## STORED DATA

[START]

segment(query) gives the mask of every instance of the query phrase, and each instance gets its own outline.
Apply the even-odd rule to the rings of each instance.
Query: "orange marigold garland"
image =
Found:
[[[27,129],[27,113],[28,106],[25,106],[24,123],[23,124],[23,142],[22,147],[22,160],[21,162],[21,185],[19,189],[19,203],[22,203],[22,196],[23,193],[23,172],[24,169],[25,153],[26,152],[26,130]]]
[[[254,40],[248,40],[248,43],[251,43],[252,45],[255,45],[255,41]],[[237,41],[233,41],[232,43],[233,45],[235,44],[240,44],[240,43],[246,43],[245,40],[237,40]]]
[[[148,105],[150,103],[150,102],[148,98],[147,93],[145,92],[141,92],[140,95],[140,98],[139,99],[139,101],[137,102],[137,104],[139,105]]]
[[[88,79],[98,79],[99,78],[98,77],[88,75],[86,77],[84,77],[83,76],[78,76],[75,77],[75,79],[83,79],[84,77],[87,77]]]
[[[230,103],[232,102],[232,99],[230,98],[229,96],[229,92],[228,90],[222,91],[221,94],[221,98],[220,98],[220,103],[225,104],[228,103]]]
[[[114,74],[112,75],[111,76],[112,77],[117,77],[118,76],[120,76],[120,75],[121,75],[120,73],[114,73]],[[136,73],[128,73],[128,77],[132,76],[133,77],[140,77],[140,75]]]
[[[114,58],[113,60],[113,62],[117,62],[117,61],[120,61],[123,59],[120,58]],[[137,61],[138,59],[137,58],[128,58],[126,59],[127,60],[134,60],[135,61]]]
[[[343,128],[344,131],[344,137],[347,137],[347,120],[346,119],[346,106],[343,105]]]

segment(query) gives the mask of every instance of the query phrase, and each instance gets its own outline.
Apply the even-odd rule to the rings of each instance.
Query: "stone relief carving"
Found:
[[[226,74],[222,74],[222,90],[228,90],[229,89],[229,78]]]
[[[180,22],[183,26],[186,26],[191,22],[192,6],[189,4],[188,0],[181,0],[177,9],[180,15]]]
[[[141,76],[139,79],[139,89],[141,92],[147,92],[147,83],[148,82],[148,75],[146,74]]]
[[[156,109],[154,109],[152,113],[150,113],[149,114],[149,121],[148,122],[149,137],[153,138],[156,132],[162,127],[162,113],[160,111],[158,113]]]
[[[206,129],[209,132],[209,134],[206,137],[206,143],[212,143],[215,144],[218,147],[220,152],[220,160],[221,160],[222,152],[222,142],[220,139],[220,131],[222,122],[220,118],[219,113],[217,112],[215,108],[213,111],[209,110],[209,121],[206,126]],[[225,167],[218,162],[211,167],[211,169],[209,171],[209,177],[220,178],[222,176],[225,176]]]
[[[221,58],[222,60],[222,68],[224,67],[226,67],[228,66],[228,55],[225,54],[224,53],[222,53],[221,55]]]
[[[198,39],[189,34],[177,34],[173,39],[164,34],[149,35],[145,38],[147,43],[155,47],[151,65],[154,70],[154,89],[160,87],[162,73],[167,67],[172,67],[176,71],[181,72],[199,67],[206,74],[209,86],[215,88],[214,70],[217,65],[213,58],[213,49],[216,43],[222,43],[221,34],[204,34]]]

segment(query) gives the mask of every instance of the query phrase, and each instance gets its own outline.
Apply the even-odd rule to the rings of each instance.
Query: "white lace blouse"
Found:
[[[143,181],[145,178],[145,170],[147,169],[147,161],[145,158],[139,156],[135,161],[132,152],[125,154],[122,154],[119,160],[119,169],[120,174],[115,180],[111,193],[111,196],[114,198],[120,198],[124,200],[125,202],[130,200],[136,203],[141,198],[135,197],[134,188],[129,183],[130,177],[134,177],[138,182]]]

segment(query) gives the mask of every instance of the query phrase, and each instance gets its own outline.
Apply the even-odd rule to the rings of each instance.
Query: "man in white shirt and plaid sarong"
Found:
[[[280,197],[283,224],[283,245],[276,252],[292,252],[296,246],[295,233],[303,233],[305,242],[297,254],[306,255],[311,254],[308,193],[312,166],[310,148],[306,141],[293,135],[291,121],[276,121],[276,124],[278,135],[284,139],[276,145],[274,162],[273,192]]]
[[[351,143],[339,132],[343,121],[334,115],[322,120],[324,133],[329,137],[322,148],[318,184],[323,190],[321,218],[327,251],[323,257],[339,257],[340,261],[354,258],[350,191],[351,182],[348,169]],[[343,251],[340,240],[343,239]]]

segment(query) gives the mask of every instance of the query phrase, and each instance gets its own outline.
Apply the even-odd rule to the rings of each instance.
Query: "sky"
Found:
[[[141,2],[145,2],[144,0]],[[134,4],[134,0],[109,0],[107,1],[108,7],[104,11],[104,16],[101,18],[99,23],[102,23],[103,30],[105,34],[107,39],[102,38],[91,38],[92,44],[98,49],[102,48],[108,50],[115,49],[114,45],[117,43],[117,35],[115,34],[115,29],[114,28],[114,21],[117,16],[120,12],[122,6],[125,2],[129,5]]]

[END]

## EXERCISE DIRECTIONS
Copy all the records above precisely.

## THE REPLY
segment(query) gives the mask of every instance of the query phrase, and each instance gets its own outline.
Apply the even-odd rule to the rings of each instance.
Query: "orange marigold garland"
image =
Found:
[[[27,129],[27,113],[28,106],[25,106],[24,123],[23,124],[23,142],[22,147],[22,160],[21,162],[21,185],[19,189],[19,203],[22,203],[22,196],[23,193],[23,172],[24,169],[25,153],[26,152],[26,130]]]
[[[254,40],[248,40],[248,43],[251,43],[252,45],[255,45],[255,41]],[[237,41],[233,41],[232,43],[233,45],[235,44],[240,44],[240,43],[246,43],[245,40],[237,40]]]
[[[148,105],[150,103],[150,102],[148,98],[147,93],[145,92],[141,92],[140,95],[140,98],[139,99],[139,101],[137,102],[137,104],[139,105]]]
[[[88,79],[98,79],[99,78],[98,77],[88,75],[86,77],[84,77],[83,76],[78,76],[75,77],[75,79],[83,79],[84,77],[87,77]]]
[[[230,103],[232,102],[232,99],[230,98],[229,96],[229,92],[228,90],[222,91],[221,94],[221,98],[220,98],[220,103],[225,104],[228,103]]]
[[[114,74],[112,75],[111,76],[112,77],[117,77],[118,76],[120,76],[120,75],[121,75],[120,73],[114,73]],[[136,73],[128,73],[128,77],[132,76],[133,77],[140,77],[140,75]]]
[[[114,58],[113,60],[113,62],[117,62],[117,61],[120,61],[123,59],[120,58]],[[137,61],[138,59],[137,58],[128,58],[126,59],[127,60],[134,60],[135,61]]]
[[[343,128],[344,131],[344,137],[347,137],[347,120],[346,119],[346,106],[343,105]]]

segment(query) gives the mask of every instance of the query phrase, and each instance gets its own outline.
Apply the even-odd rule to the rings of each instance.
Query: "stone relief carving"
Found:
[[[226,74],[222,74],[222,90],[228,90],[229,89],[229,78]]]
[[[180,22],[183,26],[186,26],[191,22],[192,6],[189,4],[188,0],[181,0],[177,9],[180,15]]]
[[[141,76],[139,79],[139,89],[141,92],[147,92],[147,83],[148,82],[148,75],[146,74]]]
[[[156,109],[154,109],[152,113],[150,113],[149,114],[149,121],[148,122],[149,137],[153,138],[156,132],[162,127],[162,113],[160,111],[158,113]]]
[[[206,129],[209,132],[209,134],[206,137],[206,143],[212,143],[215,144],[218,147],[220,152],[220,160],[221,160],[222,152],[222,142],[220,139],[220,131],[222,122],[220,118],[219,113],[217,112],[215,108],[213,111],[209,110],[209,121],[206,126]],[[225,167],[218,162],[211,167],[211,169],[209,171],[209,177],[220,178],[222,176],[225,176]]]
[[[221,58],[222,60],[222,68],[224,67],[226,67],[228,66],[228,55],[225,54],[224,53],[222,53],[221,55]]]
[[[198,39],[189,34],[177,34],[173,39],[164,34],[149,35],[145,38],[147,43],[155,47],[151,65],[154,70],[154,89],[160,87],[162,73],[167,67],[172,67],[176,71],[181,72],[199,67],[206,74],[209,86],[215,88],[214,70],[217,65],[213,58],[213,49],[216,43],[222,43],[221,34],[204,34]]]

segment(query) gives the mask of every instance of the query phrase, and each instance gets its own outline.
Apply the even-odd rule to the rings of each instance.
Query: "white lace blouse"
Found:
[[[143,181],[145,178],[145,170],[147,169],[147,161],[145,158],[139,156],[135,161],[132,152],[125,154],[122,154],[119,160],[119,169],[120,174],[115,180],[111,193],[111,196],[114,198],[120,198],[124,200],[125,202],[130,200],[136,203],[141,198],[135,197],[134,188],[129,183],[130,177],[134,177],[138,182]]]

segment(query) gives the mask of every instance of the query phrase, and each instance gets its own outline.
Apply the even-odd rule to the rings of each instance.
Query: "man in white shirt and plaid sarong"
Found:
[[[280,197],[283,224],[283,245],[276,252],[292,252],[296,246],[295,233],[303,233],[305,242],[297,254],[306,255],[311,254],[308,193],[312,166],[310,148],[306,141],[293,135],[291,121],[276,121],[276,124],[278,135],[284,139],[276,145],[274,162],[273,192]]]
[[[351,143],[339,132],[343,121],[334,115],[322,120],[324,133],[329,137],[322,148],[318,184],[323,190],[321,218],[327,251],[323,257],[339,257],[340,261],[354,258],[350,191],[351,182],[348,169]],[[343,251],[340,240],[343,239]]]

segment(query) gives the mask of every instance of the query phrase, and each instance gets its own outline.
Apply the even-odd rule to the rings of each instance.
Query: "sky"
Found:
[[[141,2],[145,2],[144,0]],[[134,4],[134,0],[109,0],[107,1],[108,7],[104,11],[104,16],[101,18],[99,23],[102,23],[103,30],[105,34],[107,39],[102,38],[91,38],[92,44],[98,49],[102,48],[108,50],[115,49],[114,45],[117,43],[117,35],[115,34],[115,29],[114,28],[114,21],[117,16],[120,12],[122,6],[125,2],[129,5]]]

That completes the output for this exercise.